STATED EXERCISE: Reproduce every entry below verbatim, keeping each character unchanged.

═══

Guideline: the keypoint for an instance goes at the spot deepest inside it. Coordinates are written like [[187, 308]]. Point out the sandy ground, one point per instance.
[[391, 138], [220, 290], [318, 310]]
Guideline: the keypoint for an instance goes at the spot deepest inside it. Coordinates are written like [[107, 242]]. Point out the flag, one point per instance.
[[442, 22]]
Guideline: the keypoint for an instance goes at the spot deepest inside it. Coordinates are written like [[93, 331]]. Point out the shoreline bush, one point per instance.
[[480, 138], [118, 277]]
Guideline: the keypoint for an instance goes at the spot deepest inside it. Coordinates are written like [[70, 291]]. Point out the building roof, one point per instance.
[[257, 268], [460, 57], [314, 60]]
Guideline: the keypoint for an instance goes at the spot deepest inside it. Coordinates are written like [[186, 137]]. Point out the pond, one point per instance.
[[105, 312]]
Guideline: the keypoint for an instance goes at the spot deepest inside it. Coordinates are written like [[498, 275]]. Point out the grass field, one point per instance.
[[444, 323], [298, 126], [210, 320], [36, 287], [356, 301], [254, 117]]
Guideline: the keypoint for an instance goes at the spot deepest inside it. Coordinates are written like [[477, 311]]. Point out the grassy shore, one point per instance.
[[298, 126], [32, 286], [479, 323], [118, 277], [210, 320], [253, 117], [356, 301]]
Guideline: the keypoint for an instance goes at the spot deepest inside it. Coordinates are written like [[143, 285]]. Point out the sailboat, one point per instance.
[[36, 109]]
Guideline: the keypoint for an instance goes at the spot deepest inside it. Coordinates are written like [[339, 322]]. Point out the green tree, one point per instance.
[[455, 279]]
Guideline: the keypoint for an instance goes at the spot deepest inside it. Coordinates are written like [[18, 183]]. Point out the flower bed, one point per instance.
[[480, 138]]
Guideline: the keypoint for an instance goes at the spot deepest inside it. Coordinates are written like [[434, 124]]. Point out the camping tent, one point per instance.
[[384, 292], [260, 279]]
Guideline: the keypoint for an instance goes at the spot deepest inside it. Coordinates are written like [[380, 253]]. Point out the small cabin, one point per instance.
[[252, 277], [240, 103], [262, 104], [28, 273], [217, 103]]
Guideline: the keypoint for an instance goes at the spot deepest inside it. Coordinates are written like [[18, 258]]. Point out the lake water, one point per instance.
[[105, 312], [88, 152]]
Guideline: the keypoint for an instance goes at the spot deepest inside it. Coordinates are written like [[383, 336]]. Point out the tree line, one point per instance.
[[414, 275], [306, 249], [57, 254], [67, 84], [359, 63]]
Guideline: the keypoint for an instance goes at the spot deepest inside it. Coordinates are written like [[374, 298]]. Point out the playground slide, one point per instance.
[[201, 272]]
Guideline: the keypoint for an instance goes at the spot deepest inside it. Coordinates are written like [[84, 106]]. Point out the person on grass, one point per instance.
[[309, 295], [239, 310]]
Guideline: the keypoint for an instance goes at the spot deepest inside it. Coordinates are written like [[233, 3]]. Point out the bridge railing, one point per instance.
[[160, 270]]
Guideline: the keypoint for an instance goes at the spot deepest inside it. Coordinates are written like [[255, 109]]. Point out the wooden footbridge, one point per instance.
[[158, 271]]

═══

WRITTEN SOLUTION:
Guideline: the keypoint for an instance goes at the spot deepest inside it. Coordinates are written like [[187, 308]]. Point out the sandy ground, one point per instance.
[[391, 138], [220, 290], [318, 310]]
Guideline: the keypoint for an instance goes at the spot deepest inside it. Coordinates are written like [[107, 242]]. Point out the flag, one point per instance.
[[442, 22]]
Guideline: the keypoint for an instance goes at the spot deepest inside it. Coordinates are written like [[93, 331]]. Point out the shoreline bush, one point per instance.
[[480, 138], [118, 277]]
Guideline: the keypoint for an instance goes at the spot deepest inside it. Coordinates are written like [[70, 291]]. Point out the building roof, one point per instance.
[[257, 268], [460, 57], [314, 60]]
Guideline: the keypoint for an instance goes at the spot deepest inside it. Coordinates are written like [[186, 137]]. Point out the pond, one point per instance.
[[105, 312]]
Guideline: the keypoint for an instance goes at the spot deepest inside it. Coordinates are written like [[498, 275]]. Point out the grass field, one point per instance.
[[444, 323], [298, 126], [210, 320], [36, 287], [356, 301], [254, 117]]
Guideline: the keypoint for an instance goes at the spot deepest inside it. Coordinates are written like [[477, 311]]. Point out the grassy shore, one point per instance.
[[298, 126], [32, 286], [479, 323], [118, 277], [210, 320], [253, 117], [356, 301]]
Guideline: the keypoint for an instance goes at the spot deepest inside it. Coordinates are written like [[143, 285]]. Point out the sailboat, one point per instance.
[[36, 109]]
Guideline: the keypoint for an instance goes at the spot deepest inside it. Coordinates are written like [[339, 322]]. Point out the green tree, one point per instance.
[[455, 279]]
Guideline: the keypoint for an instance goes at the spot deepest inside it. Coordinates are written like [[18, 183]]. Point out the flower bed, one point per instance.
[[480, 138]]
Guideline: the keypoint for an instance goes at the spot deepest inside it. Coordinates are written like [[434, 124]]. Point out the camping tent, one point per instance.
[[384, 292], [260, 279]]
Guideline: the keypoint for an instance goes at the spot deepest inside it. Coordinates are written like [[380, 253]]. Point out the small cabin, one point per instance.
[[252, 277], [240, 103], [262, 104], [28, 273], [217, 103]]
Guideline: the keypoint for an instance goes at the spot deepest inside it. Coordinates are written like [[18, 258]]. Point out the lake water, one point per instance.
[[105, 312], [88, 152]]
Guideline: the keypoint for an instance goes at the spot deepest inside it. Coordinates are written like [[383, 336]]. Point out the tree line, one point per instance.
[[414, 275], [306, 249], [57, 254], [67, 84], [359, 63]]
Guideline: the keypoint for an instance goes at the spot deepest inside it. Coordinates are written like [[374, 298]]. Point out the playground slide, one point per instance.
[[201, 272]]
Guideline: the keypoint for an instance goes at the spot deepest inside it. Coordinates are written like [[84, 106]]. Point out the person on grass, one point per instance.
[[309, 295], [239, 310]]
Guideline: the keypoint for an instance goes at the spot deepest inside it. Coordinates are written like [[233, 3]]. Point out the bridge railing, one point per instance.
[[160, 270]]
Guideline: the keypoint for an instance goes at the spot deepest inside it. Coordinates are written like [[255, 109]]. Point out the wooden footbridge, one point per instance.
[[158, 271]]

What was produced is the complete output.